## KUTIPAN HALAMAN
Lihat ke Halaman Asli

Sulistiyo Kadam

Pemerhati ekonomi, interaksi manusia, dan kebijakan publik

Danau Phewa, Sumber Penghidupan Kota Pokhara Nepal

Diperbarui: 12 Juni 2017   22:48

Kompasiana adalah platform blog. Konten ini menjadi tanggung jawab bloger dan tidak mewakili pandangan redaksi Kompas.

Danau Phewa dan jajaran rooftop hotel yang menyebar di sekitarnya

Bagi para pendaki atau petualang yang akan melakukan hiking atau trekking di barisan pegunungan Annapurna, Pokhara merupakan basecamp utama sebelum atau sesudah melakukan trekking. Daya tarik Annapurna ini menjadikan Pokhara sebagai tempat berkumpulnya para tourist dari berbagai penjuru dunia. Tak heran sebanyak 300an hotel tercatat beroperasi di kota yang dihuni sekitar 400 ribu orang ini. 

Dibandingkan dengan Kathmandu yang berpenduduk sekitar 1 juta orang, Pokhara memang lebih lega, tenang, makmur, dan teratur. Terlihat bahwa kesejahteraan penduduk kota ini lebih baik dibandingkan Kathmandu dan tourisme merupakan salah satu sumber pemasukan utama.

Pokhara yang tenang dan nyaman

Dari Kathmandu, Pokhara berjarak 200 km atau kira-kira sama jauhnya dengan jarak Jakarta - Cirebon. Bedanya kalau Jakarta-Cirebon dapat ditempuh dalam waktu 3-4 jam melalui tol atau dengan kereta api, perjalanan Katmandu - Pokhara dengan bus akan memakan waktu kira-kira 7-8 jam. Hal ini karena kondisi jalan yang banyak rusak serta lokasinya di antara tebing-tebing gunung yang tiada habisnya menghubungkan kedua kota tersebut. Seringkali bebatuan longsor menimbun jalan dan menimbulkan kemacetan di sepanjang jalan, belum lagi banyaknya bangkai mobil yang saya lihat lebih dari 5 sepanjang jalan. Tapi saya rasa kondisi ini juga kita alami di Indonesia seperti di lintas timur Sumatera yang penuh lubang atau kalau dari segi kemacetan tidak terlalu beda dengan jalan tol Jakarta - Bandung yang bulan lalu perlu waktu 6 jam untuk sampai. Jadi belum saatnya saya harus berbangga dengan jalan tol kita yang memang secara fisik lebih bagus tapi akhir-akhir ini serasa lambat seperti jalan Kathmandu - Pokhara.

Listing Data:

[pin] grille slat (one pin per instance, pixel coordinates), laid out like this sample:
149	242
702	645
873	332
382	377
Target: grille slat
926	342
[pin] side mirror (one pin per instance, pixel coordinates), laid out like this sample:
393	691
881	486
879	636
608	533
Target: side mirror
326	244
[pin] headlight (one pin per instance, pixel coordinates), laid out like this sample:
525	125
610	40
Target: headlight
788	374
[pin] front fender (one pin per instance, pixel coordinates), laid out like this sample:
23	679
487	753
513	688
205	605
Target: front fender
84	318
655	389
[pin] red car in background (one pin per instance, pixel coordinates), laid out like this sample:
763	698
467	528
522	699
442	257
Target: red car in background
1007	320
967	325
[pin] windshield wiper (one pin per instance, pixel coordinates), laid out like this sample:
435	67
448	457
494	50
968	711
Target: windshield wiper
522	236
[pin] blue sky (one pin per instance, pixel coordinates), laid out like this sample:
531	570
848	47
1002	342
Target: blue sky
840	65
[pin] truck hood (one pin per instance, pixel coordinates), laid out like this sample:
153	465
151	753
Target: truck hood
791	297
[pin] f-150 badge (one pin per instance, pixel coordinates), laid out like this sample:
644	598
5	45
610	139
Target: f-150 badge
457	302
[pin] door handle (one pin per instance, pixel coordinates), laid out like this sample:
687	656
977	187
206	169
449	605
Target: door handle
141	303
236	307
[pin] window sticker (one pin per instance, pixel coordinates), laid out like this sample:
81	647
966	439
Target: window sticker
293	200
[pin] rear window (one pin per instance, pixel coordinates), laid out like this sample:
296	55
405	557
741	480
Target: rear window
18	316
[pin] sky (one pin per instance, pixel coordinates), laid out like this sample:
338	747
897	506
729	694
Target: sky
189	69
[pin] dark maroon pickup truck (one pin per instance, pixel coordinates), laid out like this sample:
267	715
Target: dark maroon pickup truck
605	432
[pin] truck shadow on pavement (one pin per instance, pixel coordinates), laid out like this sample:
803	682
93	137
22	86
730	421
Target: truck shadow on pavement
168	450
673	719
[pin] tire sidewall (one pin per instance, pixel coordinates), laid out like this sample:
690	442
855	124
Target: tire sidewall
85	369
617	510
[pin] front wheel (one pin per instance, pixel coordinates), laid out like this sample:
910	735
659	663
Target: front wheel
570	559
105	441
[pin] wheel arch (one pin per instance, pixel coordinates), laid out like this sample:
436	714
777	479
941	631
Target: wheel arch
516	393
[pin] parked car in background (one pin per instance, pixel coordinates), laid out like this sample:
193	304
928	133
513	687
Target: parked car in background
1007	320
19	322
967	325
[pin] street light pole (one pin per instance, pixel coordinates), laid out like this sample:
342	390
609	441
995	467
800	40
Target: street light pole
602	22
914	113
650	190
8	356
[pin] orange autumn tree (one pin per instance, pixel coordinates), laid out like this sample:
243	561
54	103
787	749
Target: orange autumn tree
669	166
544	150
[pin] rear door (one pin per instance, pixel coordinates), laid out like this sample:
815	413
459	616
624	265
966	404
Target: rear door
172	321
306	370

## INSTRUKSI TERTULIS A
Susun bagian listing yang diawali baris berisi "[pin] rear door" hingga akhir listing sebagai tabel Markdown dengan kolom "No" dan "Baris", tanpa menyertakan baris kosong.
## INSTRUKSI TERTULIS B
Lanjutkan tulisan tentang Danau Phewa setelah kalimat terakhirnya.
Listing ini tidak berkaitan dengan tulisan tentang Danau Phewa.

## JAWABAN A
| No | Baris |
|---|---|
| 1 | [pin] rear door (one pin per instance, pixel coordinates), laid out like this sample: |
| 2 | 815	413 |
| 3 | 459	616 |
| 4 | 624	265 |
| 5 | 966	404 |
| 6 | Target: rear door |
| 7 | 172	321 |
| 8 | 306	370 |

## JAWABAN B
Kemacetan karena longsor

Bagi yang ingin menghemat waktu, perjalanan dengan pesawat memang lebih tepat dengan waktu tempuh 25 menit saja dengan ongkos USD 125, sementara bus deluxe bertiket USD25 termasuk snack dan makan siang. Risiko dengan pesawat adalah penerbangan yang sangat tergantung cuaca dan awan. Jika kondisi berawan maka sudah biasa bahwa penerbangan akan ditunda dan biasanya beberapa penerbangan terakhir akan dibatalkan. Hal ini mudah dimengerti jika melihat lanskap Kathmandu - Pokhara yang penuh gunung-gunung tinggi. Namun jika beruntung, memasuki Pokhara kita dapat menikmati rangkaian gunung Annapurna yang berselimut salju abadi. Benar-benar menakjubkan hingga seorang turis remaja Amerika yang duduk sebelah saya berkata berulangkali, " So wonderful. I've never seen such a beatiful thing like this before". Berulang-ulang sampai saya berpikir untuk mengambil gambar rangkaian pegunungan ini dari bus.

Barisan Annapurna di latar belakang

Tapi perjalanan selama 7-8 jam dengan bus akan terbayar dengan suasana Pokhara yang turistik tetapi tenang dan tidak terlalu ramai terutama pada musim low-season pada bulan Juni-September. Menurut staf hotel, bulan-bulan high season adalah Oktober sampai dengan April, selebihnya merupakan low season karena datangnya musim hujan. Pada bulan-bulan high season, suhu udara akan berkisar pada 14-22 derajat celcius sehingga nyaman untuk melakukan hikking dan trekking. 

Bagi yang baru datang ke Pokhara, Danau Phewa yang menjadi pusat turisme kota ini merupakan salah satu spot favorit untuk melepas lelah, memandangi sunset yang hilang di balik barisan pegunungan sambil menikmati minuman atau makan malam di sisi danau.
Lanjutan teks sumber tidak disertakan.